- [Excerpted text]
= = = =

A public inquest into the death of an inmate at Regional Psychiatric Centre (RPC) has now reached the halfway point.
For five days, six jurors have heard testimony from correctional staff, nurses and physicians who worked with Kinew James around the time of her death.
The 35-year-old was set for release in August 2013, after spending nearly half her life behind bars.
“She had plans, she had concrete plans for coming home,” her sister Cheryl said.
James who was one of the youngest in a large family, had obtained a university credit in psychology while incarcerated and was looking forward to reuniting with her son.
That day would never come. On Jan. 19 of that year, James was found unresponsive in her cell at the RPC and died of an apparent heart attack.
“It’s devastating, it’s incredibly hard on the whole family – I mean we were all expecting her to come home.”
On Friday, court heard from Donalee Spence, a correctional officer who said James was lying face down on her bed on the evening of her death.
Both she and a nurse tried to get James’ attention through the cell hatch but to no avail. Spence testified there were no strange noises coming from her cell, just more snoring sounds while they waited for a second officer to arrive before they could all enter the cell.
Once inside, the nurse checked James’ blood pressure and within minutes Spence issued a code blue and began administering CPR.
James, who was schizophrenic and had Type 2 diabetes was on a dozen or so medications at the time. A physician earlier in the week testified that in the days leading up to James’ death, her blood sugar levels were never within normal range.
“It seems to me that they’re trying to blame my sister for her illnesses,” Cheryl James said.
“She was healthy when she went in there. Everything happened when she was there – all the stressors, the weight that she gained.”
At times, testimony during the first week has been hard for the family to hear. A nurse who was performing CPR on James said it was like performing CPR on a waterbed.
“One of the things that I’ve learned is how incredibly insensitive, disrespectful just plain racist, discriminatory – this whole system is towards our indigenous people specifically to our indigenous patients.”
When this inquest concludes, the jury can offer recommendations to prevent similar deaths in the future.
The inquest will continue Monday and is expected to run the entire week.
The family says, so far during the inquest, there is one thing they still haven’t heard and are not sure they will – an apology from staff who worked at the institution when Kinew died.

= = = =

- [Task set]
1/ According to the inquest article, what position did Donalee Spence say Kinew James was in on the evening of her death?
2/ Print the part of the inquest article that opens with the words containing "James who was" and closes with "with her son.".
Work from the article alone, with no outside sources.

[Dataset entries]
= = = =

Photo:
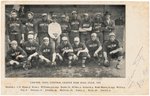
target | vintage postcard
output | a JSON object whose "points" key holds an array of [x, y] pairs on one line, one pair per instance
{"points": [[74, 48]]}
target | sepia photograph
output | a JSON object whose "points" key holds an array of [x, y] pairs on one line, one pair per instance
{"points": [[65, 41]]}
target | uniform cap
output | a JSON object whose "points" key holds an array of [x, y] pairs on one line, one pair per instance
{"points": [[45, 38], [30, 36], [44, 14], [93, 34], [30, 32], [98, 14], [13, 42], [111, 34], [31, 13], [74, 12], [76, 39], [64, 38], [63, 16]]}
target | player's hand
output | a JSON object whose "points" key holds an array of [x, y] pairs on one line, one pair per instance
{"points": [[16, 62], [95, 54], [22, 41], [29, 58], [106, 61], [113, 52], [78, 53], [11, 62]]}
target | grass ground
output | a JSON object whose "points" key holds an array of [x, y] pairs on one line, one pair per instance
{"points": [[91, 70]]}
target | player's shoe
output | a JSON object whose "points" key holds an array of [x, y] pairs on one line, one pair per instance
{"points": [[83, 65]]}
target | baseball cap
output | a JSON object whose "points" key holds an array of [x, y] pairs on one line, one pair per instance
{"points": [[74, 12], [63, 16], [13, 42], [44, 14], [76, 39], [86, 14], [30, 32], [31, 13], [111, 34], [45, 38], [30, 36], [93, 34], [64, 38]]}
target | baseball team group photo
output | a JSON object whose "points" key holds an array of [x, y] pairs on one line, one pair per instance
{"points": [[65, 41]]}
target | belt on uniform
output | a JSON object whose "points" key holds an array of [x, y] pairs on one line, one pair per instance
{"points": [[74, 30]]}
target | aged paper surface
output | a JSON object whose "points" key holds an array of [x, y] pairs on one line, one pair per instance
{"points": [[136, 79]]}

= = = =

- [Answers by task]
1/ She was lying face down on her bed.

2/
James who was one of the youngest in a large family, had obtained a university credit in psychology while incarcerated and was looking forward to reuniting with her son.